Reading passage -
______________________________

It’s Time for Colorado’s Communities to Join Together and Fight for Environmental and Social Justice
By Sondra Young, President of the NAACP Denver Chapter and Hilda Nucete, Protégete Program Director
In the face of the new political standard that will commence on January 20, 2017, those of us who have been fighting for justice, civil rights, equity, and equality, are taking a hard look at how we can double down on our work, particularly as it relates to environmental justice (or injustice, as is often the case).
For the Denver Branch of the NAACP and Conservation Colorado, this means partnering up to accomplish our goals together. Although our partnership is new, this work is just another step in a long history of fighting for environmental justice, which is defined by the Environmental Protection Agency as:
The fair treatment and meaningful involvement of all people regardless of race, color, national origin, or income, on the development, implementation, and enforcement of environmental laws, regulations, and policies.
(You can read the principles of environmental justice here).
During the Civil Rights Movement in the 1960s, activists participated in a social movement that created a unified atmosphere and advocated goals of social justice and equality. But what many people don’t realize is that the community organizing tactics and the social values of the era helped build the environmental justice movement.
Since Dr. Martin Luther King Jr.’s days of participating in the American Civil Rights movement, the face, and tactics of organizing may have changed. However, the fundamental themes and goals remain the same: freedom, equality, and justice cannot be secured for any of us so long as they are denied to some of us.
The environmental justice and Civil Rights movements have many commonalities. At their core, the goals of movements are the same: social justice, equal protection, and an end to institutional discrimination. By looking at the similarities between the two movements, it becomes apparent that environmental equity must be a right for all citizens.
For any environmental problem — air pollution, water quality, toxic waste, climate change — oftentimes the people suffering the most direct impacts are in low-income neighborhoods and communities of color. This is the case worldwide, and it is true locally, even in Colorado.

______________________________

What needs to be done - Write out, word for word, the section of the environmental justice piece that opens with the words containing "It’s Time for" and closes with "often the case).". The material after this point comes from a separate source unrelated to the environmental justice piece.

______________________________

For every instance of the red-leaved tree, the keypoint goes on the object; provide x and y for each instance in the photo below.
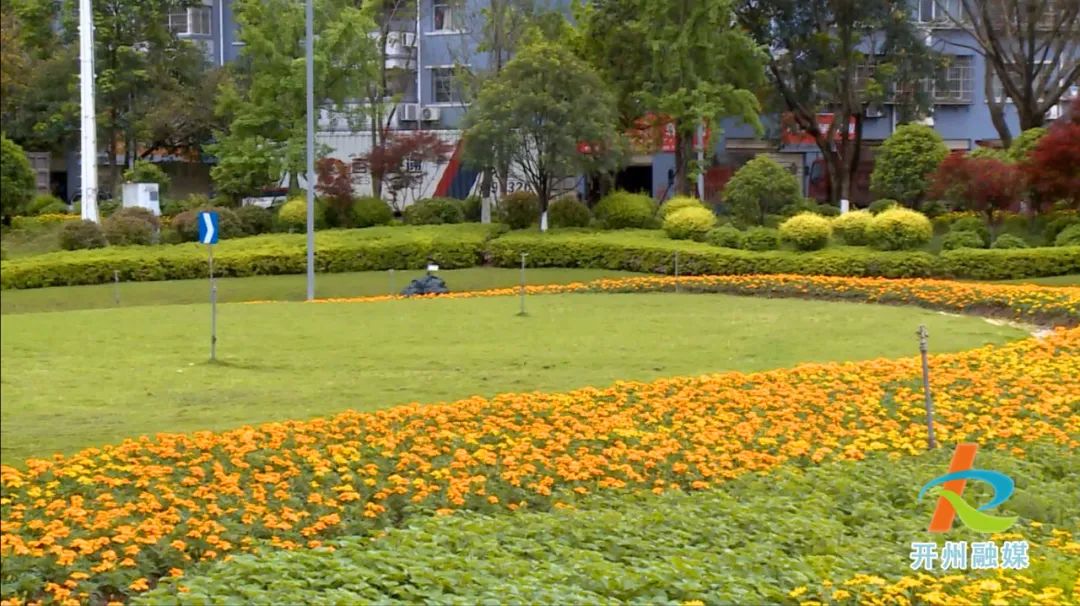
(1053, 167)
(399, 163)
(985, 185)
(335, 186)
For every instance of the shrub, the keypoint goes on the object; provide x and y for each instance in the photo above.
(899, 229)
(760, 187)
(520, 210)
(293, 215)
(148, 172)
(569, 212)
(434, 211)
(881, 205)
(726, 236)
(1068, 237)
(956, 240)
(369, 212)
(678, 203)
(186, 225)
(851, 227)
(255, 219)
(903, 165)
(974, 225)
(806, 231)
(81, 234)
(622, 210)
(689, 223)
(45, 204)
(761, 239)
(1010, 241)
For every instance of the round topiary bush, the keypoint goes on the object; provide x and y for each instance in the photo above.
(761, 239)
(899, 229)
(879, 206)
(293, 215)
(369, 212)
(974, 225)
(622, 210)
(689, 223)
(851, 227)
(520, 210)
(434, 211)
(569, 212)
(726, 236)
(956, 240)
(678, 203)
(806, 231)
(1009, 241)
(1068, 237)
(76, 236)
(255, 219)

______________________________

Output for this task -
It’s Time for Colorado’s Communities to Join Together and Fight for Environmental and Social Justice
By Sondra Young, President of the NAACP Denver Chapter and Hilda Nucete, Protégete Program Director
In the face of the new political standard that will commence on January 20, 2017, those of us who have been fighting for justice, civil rights, equity, and equality, are taking a hard look at how we can double down on our work, particularly as it relates to environmental justice (or injustice, as is often the case).